-- START Given data --

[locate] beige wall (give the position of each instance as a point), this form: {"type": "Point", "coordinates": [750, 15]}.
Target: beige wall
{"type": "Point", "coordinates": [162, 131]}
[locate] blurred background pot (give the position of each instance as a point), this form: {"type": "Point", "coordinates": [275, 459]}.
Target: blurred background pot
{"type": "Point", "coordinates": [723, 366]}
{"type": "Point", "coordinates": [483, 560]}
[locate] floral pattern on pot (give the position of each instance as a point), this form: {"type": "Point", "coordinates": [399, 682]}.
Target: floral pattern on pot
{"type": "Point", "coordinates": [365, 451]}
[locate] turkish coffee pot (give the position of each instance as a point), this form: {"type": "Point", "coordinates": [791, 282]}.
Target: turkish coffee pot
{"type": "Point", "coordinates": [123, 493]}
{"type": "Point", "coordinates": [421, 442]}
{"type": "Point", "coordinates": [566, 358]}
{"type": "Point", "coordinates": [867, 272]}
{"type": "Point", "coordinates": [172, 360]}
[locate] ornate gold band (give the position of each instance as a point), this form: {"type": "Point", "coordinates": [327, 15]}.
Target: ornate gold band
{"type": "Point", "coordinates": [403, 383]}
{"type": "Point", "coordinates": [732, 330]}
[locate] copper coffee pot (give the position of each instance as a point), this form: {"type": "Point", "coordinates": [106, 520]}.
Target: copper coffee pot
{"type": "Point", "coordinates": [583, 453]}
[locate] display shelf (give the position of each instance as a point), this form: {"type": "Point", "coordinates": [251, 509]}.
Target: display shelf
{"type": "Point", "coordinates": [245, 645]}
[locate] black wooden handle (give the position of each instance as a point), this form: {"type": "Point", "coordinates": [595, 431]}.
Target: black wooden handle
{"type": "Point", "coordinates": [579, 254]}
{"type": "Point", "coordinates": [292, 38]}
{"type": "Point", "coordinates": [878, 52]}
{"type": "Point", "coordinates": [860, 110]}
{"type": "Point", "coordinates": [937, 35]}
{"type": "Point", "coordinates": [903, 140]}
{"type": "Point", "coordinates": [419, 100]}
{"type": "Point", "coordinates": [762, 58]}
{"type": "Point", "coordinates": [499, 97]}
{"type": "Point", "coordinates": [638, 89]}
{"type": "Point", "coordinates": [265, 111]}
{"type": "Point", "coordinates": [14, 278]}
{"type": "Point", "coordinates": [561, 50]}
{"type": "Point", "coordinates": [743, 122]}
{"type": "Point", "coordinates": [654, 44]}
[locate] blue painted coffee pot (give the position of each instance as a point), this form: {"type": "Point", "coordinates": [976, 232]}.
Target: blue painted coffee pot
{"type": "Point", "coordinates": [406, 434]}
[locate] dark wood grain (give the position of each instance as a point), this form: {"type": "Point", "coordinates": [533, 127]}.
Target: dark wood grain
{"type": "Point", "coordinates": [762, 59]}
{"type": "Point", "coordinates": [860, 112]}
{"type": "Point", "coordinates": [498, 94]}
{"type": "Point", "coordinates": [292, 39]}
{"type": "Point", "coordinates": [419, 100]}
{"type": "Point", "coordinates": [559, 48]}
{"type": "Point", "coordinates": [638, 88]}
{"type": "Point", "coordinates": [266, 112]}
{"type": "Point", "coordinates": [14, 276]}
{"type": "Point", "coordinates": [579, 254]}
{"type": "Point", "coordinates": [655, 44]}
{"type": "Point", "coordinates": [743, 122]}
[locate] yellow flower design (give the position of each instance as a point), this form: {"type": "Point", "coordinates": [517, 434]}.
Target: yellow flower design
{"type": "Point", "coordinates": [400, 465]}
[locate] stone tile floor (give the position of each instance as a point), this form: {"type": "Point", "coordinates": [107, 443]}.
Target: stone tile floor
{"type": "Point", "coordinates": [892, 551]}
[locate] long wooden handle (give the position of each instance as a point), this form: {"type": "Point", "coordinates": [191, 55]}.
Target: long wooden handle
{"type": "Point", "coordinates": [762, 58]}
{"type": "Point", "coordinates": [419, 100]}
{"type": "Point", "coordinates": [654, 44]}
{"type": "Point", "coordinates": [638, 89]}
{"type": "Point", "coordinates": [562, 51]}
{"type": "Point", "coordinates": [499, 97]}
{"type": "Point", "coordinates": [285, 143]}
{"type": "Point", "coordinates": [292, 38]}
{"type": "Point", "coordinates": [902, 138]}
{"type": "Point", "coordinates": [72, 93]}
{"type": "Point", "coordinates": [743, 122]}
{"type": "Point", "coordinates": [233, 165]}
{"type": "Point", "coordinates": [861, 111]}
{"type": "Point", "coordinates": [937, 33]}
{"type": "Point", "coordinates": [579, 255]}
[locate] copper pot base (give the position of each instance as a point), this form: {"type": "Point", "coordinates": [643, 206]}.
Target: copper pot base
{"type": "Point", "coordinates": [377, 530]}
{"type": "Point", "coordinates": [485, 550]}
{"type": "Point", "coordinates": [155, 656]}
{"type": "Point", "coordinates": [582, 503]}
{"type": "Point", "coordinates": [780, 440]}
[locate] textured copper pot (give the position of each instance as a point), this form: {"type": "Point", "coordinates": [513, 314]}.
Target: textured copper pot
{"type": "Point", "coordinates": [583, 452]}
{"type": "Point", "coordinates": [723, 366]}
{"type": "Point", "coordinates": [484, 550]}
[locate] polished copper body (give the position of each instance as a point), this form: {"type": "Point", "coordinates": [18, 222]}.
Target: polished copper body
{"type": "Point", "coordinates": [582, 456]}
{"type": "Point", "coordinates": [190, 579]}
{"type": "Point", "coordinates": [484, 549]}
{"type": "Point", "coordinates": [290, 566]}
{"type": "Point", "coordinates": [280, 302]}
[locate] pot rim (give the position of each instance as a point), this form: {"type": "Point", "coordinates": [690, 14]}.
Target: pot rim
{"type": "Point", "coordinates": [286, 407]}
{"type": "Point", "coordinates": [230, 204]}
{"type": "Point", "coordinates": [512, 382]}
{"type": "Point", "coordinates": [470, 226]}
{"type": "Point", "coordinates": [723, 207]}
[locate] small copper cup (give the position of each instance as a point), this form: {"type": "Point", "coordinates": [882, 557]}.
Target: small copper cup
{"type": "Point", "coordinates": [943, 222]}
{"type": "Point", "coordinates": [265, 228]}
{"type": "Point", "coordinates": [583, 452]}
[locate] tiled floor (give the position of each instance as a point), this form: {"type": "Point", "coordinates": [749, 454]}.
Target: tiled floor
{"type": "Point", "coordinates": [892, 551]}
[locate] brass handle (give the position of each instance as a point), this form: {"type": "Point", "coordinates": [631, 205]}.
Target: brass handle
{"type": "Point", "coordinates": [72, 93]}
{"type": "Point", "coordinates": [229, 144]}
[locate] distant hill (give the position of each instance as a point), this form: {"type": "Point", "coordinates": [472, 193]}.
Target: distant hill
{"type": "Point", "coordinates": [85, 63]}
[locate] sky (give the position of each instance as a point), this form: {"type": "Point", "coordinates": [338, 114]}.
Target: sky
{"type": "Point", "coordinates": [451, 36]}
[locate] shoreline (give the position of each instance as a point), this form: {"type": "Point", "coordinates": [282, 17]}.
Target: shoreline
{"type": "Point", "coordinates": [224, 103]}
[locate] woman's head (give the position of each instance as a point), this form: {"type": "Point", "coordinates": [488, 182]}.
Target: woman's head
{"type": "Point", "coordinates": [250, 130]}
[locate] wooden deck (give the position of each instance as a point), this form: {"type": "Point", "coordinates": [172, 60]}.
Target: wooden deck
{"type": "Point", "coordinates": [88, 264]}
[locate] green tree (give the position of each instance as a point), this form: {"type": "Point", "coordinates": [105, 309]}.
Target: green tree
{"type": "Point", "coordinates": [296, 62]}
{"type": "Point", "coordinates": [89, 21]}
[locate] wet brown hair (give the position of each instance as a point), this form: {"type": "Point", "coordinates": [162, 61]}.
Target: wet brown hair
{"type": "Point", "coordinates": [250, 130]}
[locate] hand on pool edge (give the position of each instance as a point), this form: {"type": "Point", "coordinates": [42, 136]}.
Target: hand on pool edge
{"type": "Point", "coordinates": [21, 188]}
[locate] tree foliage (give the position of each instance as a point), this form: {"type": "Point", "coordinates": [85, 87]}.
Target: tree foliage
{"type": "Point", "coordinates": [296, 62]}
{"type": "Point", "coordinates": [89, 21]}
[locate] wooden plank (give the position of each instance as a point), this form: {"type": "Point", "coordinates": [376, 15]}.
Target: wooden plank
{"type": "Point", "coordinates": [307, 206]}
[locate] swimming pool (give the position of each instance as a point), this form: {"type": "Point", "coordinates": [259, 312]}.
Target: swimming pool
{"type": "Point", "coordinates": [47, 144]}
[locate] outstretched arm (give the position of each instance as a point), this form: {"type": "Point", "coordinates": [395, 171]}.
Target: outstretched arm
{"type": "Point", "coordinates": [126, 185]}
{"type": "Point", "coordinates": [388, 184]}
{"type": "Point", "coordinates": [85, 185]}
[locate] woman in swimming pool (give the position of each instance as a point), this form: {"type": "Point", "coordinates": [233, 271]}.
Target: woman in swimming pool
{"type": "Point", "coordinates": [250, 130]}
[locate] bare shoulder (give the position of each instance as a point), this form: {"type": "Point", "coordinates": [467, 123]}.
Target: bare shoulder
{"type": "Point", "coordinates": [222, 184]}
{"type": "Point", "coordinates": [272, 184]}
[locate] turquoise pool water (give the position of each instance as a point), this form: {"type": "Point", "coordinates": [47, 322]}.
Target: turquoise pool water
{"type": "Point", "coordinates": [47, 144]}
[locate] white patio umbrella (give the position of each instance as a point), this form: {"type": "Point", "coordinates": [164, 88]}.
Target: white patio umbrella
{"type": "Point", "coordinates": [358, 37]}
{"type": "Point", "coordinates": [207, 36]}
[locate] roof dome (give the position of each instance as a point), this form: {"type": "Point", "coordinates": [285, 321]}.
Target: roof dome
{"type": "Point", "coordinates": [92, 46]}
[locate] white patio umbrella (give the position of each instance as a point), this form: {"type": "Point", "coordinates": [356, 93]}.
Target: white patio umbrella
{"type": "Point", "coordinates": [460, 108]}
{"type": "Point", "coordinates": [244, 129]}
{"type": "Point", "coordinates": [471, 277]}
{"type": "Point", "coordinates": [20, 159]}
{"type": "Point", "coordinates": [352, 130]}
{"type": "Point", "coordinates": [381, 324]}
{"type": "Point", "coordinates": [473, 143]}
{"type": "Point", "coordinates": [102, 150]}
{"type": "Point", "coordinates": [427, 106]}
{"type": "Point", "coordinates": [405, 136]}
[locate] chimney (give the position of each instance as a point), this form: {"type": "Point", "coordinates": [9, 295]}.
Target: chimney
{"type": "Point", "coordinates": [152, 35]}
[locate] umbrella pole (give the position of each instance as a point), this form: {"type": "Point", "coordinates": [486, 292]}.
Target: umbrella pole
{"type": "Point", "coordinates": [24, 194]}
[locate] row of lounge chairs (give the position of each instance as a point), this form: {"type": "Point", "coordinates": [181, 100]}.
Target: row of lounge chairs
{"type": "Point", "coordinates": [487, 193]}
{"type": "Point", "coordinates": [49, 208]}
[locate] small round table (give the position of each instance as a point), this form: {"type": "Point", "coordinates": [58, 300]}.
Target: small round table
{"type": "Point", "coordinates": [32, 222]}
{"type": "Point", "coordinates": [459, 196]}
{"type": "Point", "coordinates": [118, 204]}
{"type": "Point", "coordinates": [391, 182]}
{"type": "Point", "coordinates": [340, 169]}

-- END Given data --

> What you need to do
Please extract exactly, and only, the lines from the line containing "[locate] chimney (give" through the last line of the records.

> Exercise solution
[locate] chimney (give the position of each instance as a point), this form: {"type": "Point", "coordinates": [9, 295]}.
Target: chimney
{"type": "Point", "coordinates": [152, 35]}
[locate] umbrella pole (give the position of each instance as a point), this form: {"type": "Point", "coordinates": [486, 292]}.
Target: umbrella pole
{"type": "Point", "coordinates": [24, 194]}
[locate] row of lounge chairs (give the position of each instance as a point), this form: {"type": "Point", "coordinates": [181, 100]}.
Target: row of lounge chairs
{"type": "Point", "coordinates": [487, 193]}
{"type": "Point", "coordinates": [49, 208]}
[locate] small round table (give the position of each instance as a point), this form: {"type": "Point", "coordinates": [58, 300]}.
Target: small round table
{"type": "Point", "coordinates": [32, 222]}
{"type": "Point", "coordinates": [459, 196]}
{"type": "Point", "coordinates": [118, 204]}
{"type": "Point", "coordinates": [391, 182]}
{"type": "Point", "coordinates": [340, 169]}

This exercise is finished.